● **Written problem**
Rewrite all of the rows below as a single numbered list, one line per item, skipping any blank lines. Leave the pictures out of your list.

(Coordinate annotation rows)
>> BEGIN

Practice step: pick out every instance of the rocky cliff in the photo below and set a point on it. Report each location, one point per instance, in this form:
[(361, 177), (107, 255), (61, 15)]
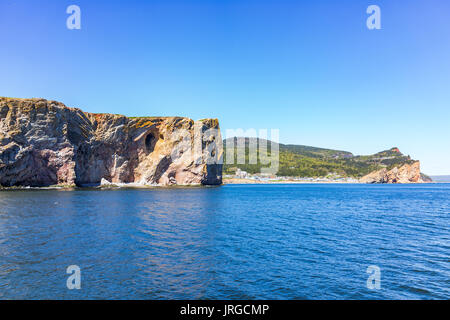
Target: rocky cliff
[(407, 173), (45, 143)]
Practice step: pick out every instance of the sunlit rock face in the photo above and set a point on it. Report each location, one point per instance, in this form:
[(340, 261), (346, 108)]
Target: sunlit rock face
[(408, 173), (45, 143)]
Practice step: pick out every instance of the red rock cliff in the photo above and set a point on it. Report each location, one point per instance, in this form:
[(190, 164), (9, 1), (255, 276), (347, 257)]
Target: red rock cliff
[(45, 143)]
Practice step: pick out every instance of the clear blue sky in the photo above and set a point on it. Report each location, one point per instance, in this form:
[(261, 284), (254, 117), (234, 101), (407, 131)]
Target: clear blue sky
[(309, 68)]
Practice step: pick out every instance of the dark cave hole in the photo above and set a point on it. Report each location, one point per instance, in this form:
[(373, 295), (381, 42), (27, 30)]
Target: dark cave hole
[(149, 142)]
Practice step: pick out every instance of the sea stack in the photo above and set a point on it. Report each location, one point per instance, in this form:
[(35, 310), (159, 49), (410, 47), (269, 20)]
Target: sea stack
[(44, 143)]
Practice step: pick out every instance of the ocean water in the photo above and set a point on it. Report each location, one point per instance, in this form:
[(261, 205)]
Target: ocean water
[(229, 242)]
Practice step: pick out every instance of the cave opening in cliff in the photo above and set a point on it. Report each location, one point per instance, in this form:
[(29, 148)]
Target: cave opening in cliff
[(150, 142)]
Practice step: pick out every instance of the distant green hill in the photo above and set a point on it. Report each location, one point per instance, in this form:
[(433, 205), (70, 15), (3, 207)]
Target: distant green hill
[(305, 161)]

>> END

● **Solution**
1. Practice step: pick out every instance of the rocky cliff in the photo below and set a point on it. Report each location, one point per instance, in this form:
2. [(361, 177), (107, 255), (61, 15)]
3. Target: rocky cliff
4. [(407, 173), (45, 143)]
5. Practice step: pick out every instance of the sunlit rock face in the photo above and set a point on it. Report each location, one point per instance, in this form:
6. [(340, 261), (346, 108)]
7. Target: sunlit rock face
8. [(408, 173), (45, 143)]
9. Practice step: pick out every instance of the red rock cliff in the photo above and set a point on it. Report each location, one point per instance, in this form:
10. [(190, 164), (9, 1), (255, 276), (347, 257)]
11. Target: red rock cliff
12. [(45, 143)]
13. Practice step: pick out every instance of the clear blue sky in the photo above and set a point on it. Report each location, one point per instance, in this form:
14. [(261, 284), (254, 117), (234, 101), (407, 131)]
15. Target: clear blue sky
16. [(309, 68)]
17. Practice step: pick out every instance of the dark cave hole in the photo above and set a point on it. Report each location, one point per instance, in this form:
18. [(373, 295), (381, 42), (27, 30)]
19. Target: dark cave hole
20. [(149, 142)]
21. Practice step: pick out every instance of the sea stack in the photo above and set a point on it. Report each location, one point per instance, in this form:
22. [(35, 310), (159, 49), (410, 47), (269, 20)]
23. Target: sea stack
24. [(44, 143)]
25. Practice step: pick out every instance of the ocean water in the photo above and set a point on it. Report each location, one point per instance, in this form:
26. [(261, 205)]
27. Target: ocean water
28. [(229, 242)]
29. Practice step: pick out every instance of the cave opening in cliff in the photo above and set a point on it. Report each location, one point per instance, in this form:
30. [(29, 148)]
31. Target: cave opening in cliff
32. [(150, 142)]
33. Practice step: pick out every instance of the distant green hill in the photo above and set a point on it. Report each location, one point per instance, in this form:
34. [(433, 205), (70, 15), (3, 207)]
35. Target: distant green hill
36. [(305, 161)]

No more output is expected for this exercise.